## CHALLENGE 1
Answer these from the passage on political democracy:
(a) Which two parties in the United States does it name?
(b) Besides the United States, which three countries does it list?
(c) In what month and year was the British election it mentions held?
## CHALLENGE 2
Extend the passage on political democracy, picking up after its final sentence.

## PAGE TEXT
****************

Illusion of Political Democracy
However, it can be argued that even the limited democracy allowed for in the LD system is a sham. Whilst LD does allow for multiple political parties for the electorate to choose between, perhaps there is less difference than many might think between a one-party state and a situation where multiple political parties exist but stand for more or less the same thing. For example, there is little difference in real terms between the Democrats or Republicans in the United States or between the parties who might reasonably be expected to compete for government in places such as Germany, France or Italy. Here we are merely considering differences limited to the running of capitalism and not anything more radical. In the years running up to the election in December 2019 the situation in Britain was arguably somewhat different and so is worthy of examination.

****************

Dataset excerpts on object pointing
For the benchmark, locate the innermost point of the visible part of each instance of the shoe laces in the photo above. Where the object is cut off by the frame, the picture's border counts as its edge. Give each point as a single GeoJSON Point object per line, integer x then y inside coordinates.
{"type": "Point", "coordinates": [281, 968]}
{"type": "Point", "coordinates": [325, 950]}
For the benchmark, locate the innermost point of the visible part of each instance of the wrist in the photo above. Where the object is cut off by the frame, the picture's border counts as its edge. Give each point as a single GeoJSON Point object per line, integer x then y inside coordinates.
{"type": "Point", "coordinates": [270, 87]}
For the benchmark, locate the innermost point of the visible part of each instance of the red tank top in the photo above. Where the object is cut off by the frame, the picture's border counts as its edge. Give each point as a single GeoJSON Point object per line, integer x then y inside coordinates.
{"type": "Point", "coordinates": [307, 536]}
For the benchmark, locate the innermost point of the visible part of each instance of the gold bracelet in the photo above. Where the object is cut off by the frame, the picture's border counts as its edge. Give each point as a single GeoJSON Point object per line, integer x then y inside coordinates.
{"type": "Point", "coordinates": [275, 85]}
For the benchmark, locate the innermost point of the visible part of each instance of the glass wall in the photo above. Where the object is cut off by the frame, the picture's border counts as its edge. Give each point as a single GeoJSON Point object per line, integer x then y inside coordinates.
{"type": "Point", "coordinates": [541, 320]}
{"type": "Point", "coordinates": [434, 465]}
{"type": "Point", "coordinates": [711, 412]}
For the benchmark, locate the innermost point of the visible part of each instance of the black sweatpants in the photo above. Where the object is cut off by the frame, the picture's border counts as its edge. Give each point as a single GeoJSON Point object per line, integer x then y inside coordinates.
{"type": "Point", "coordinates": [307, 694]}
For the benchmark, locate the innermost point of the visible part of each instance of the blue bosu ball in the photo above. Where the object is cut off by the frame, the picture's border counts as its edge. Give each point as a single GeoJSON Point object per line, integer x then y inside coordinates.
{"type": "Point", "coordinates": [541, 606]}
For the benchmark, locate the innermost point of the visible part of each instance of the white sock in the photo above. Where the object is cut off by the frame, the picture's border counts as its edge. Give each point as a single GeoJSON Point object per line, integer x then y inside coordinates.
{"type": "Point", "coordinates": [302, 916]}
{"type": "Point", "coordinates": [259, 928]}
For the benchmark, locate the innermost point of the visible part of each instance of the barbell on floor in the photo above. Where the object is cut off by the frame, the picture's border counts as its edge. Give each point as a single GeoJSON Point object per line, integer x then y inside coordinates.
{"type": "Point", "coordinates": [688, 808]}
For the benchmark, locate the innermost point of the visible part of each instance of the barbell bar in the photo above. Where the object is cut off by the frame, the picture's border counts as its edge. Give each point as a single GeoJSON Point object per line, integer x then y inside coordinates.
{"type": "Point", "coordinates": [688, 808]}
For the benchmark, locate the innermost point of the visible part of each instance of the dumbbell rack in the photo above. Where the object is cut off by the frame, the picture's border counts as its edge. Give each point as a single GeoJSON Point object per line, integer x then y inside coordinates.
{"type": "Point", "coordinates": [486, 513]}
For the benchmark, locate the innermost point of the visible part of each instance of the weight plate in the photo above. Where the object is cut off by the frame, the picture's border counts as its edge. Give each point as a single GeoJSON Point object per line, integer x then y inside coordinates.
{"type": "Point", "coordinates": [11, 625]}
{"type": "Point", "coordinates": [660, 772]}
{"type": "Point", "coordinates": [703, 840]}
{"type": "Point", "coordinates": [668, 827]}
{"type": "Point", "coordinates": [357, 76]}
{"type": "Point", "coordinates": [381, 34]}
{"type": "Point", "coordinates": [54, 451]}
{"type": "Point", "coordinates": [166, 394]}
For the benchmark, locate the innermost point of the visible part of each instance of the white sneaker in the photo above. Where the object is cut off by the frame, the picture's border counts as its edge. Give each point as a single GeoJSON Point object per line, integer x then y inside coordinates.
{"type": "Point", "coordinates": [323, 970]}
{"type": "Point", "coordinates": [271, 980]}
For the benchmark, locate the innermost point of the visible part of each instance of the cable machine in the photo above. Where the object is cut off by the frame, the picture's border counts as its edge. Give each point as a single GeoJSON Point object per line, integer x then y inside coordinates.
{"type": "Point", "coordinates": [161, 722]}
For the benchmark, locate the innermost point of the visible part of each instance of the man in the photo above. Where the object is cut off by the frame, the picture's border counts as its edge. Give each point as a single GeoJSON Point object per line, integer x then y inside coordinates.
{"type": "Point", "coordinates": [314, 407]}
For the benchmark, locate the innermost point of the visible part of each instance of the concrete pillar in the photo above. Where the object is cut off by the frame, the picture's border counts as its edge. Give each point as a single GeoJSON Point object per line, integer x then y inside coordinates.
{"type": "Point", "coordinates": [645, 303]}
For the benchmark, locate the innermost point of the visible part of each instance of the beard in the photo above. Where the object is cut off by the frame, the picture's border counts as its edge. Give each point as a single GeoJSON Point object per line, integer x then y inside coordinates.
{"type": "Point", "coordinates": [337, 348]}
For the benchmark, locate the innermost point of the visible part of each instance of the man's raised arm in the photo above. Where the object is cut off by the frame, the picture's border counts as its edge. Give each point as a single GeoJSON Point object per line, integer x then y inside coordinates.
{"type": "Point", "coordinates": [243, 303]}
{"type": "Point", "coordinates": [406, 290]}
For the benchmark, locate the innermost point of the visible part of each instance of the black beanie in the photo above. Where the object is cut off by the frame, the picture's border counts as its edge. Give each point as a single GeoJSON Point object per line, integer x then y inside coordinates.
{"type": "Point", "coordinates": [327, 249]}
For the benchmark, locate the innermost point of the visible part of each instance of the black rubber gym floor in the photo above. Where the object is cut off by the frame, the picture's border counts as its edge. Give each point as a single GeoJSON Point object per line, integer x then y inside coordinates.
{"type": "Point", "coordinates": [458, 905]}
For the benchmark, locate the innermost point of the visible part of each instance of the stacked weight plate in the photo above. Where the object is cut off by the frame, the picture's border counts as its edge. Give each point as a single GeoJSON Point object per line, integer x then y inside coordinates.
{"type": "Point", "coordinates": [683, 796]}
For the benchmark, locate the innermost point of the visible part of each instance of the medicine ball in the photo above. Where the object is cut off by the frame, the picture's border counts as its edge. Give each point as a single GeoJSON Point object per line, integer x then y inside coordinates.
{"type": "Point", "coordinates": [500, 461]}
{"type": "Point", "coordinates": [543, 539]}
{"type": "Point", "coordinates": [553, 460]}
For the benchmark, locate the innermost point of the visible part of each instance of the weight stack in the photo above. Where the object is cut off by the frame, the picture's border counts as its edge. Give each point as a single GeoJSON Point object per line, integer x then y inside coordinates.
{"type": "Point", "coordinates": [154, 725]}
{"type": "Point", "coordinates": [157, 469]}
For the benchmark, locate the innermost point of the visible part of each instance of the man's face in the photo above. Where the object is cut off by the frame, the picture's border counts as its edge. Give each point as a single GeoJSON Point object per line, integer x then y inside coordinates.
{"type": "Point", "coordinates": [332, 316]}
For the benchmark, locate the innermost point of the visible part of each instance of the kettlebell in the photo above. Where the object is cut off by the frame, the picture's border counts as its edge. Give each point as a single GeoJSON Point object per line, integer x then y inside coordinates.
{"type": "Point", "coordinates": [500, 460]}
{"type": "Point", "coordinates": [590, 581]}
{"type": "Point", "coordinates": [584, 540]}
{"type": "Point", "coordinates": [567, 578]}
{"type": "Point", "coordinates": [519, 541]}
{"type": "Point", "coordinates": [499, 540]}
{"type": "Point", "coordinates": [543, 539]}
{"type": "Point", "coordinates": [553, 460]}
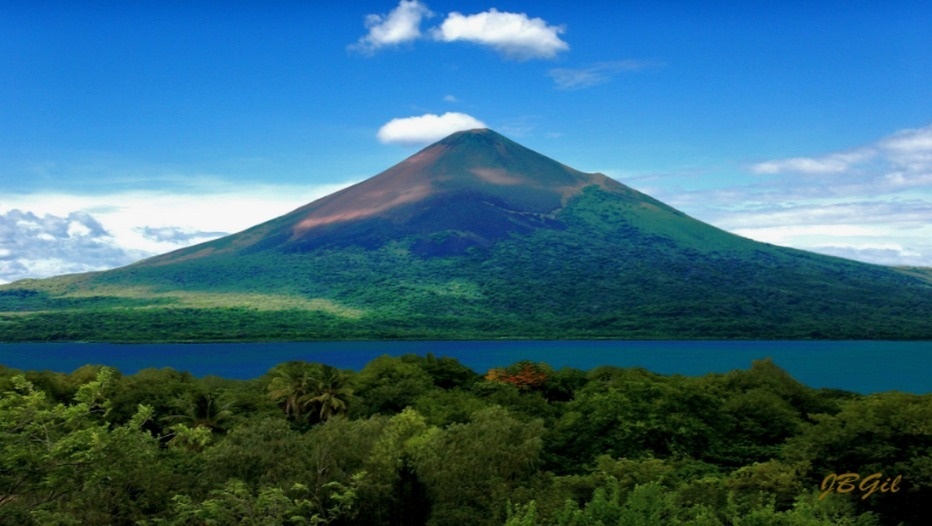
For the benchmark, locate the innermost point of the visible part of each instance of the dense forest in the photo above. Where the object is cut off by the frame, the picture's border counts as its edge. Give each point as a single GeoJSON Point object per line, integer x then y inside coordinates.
{"type": "Point", "coordinates": [425, 440]}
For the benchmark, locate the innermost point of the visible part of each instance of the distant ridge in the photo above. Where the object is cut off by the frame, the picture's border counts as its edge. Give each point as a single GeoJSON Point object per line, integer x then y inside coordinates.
{"type": "Point", "coordinates": [476, 236]}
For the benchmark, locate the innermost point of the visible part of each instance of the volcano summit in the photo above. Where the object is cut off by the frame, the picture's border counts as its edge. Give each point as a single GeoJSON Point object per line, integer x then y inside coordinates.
{"type": "Point", "coordinates": [476, 236]}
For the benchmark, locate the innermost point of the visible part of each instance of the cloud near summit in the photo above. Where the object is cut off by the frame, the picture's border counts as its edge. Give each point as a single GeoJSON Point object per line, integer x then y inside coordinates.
{"type": "Point", "coordinates": [427, 128]}
{"type": "Point", "coordinates": [513, 35]}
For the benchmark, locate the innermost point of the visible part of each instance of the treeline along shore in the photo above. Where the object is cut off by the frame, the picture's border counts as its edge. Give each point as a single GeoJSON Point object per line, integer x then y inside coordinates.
{"type": "Point", "coordinates": [417, 440]}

****************

## EXERCISE RESPONSE 1
(a) The Democrats and the Republicans
(b) Germany, France and Italy
(c) December 2019

## EXERCISE RESPONSE 2
Margaret Thatcher once suggested that one of her major accomplishments had been Tony Blair. It seemed that the Labour Party had been moving rightwards prior to Blair but it was under his leadership that the concept of New Labour really began to take shape. The policies advocated by this seemingly new version of the Labour Party meant that it was now in a position to challenge and perhaps end the Conservative Party’s long reign of political power in Britain. It was now seen by those who mattered most to be a party fit to take power and run capitalism in the right way. Things radically changed in 2015 when, after Labour’s defeat in the general election of that year, a subsequent leadership election led, much to the surprise of most people, to the election of Jeremy Corbyn, a long standing left-winger.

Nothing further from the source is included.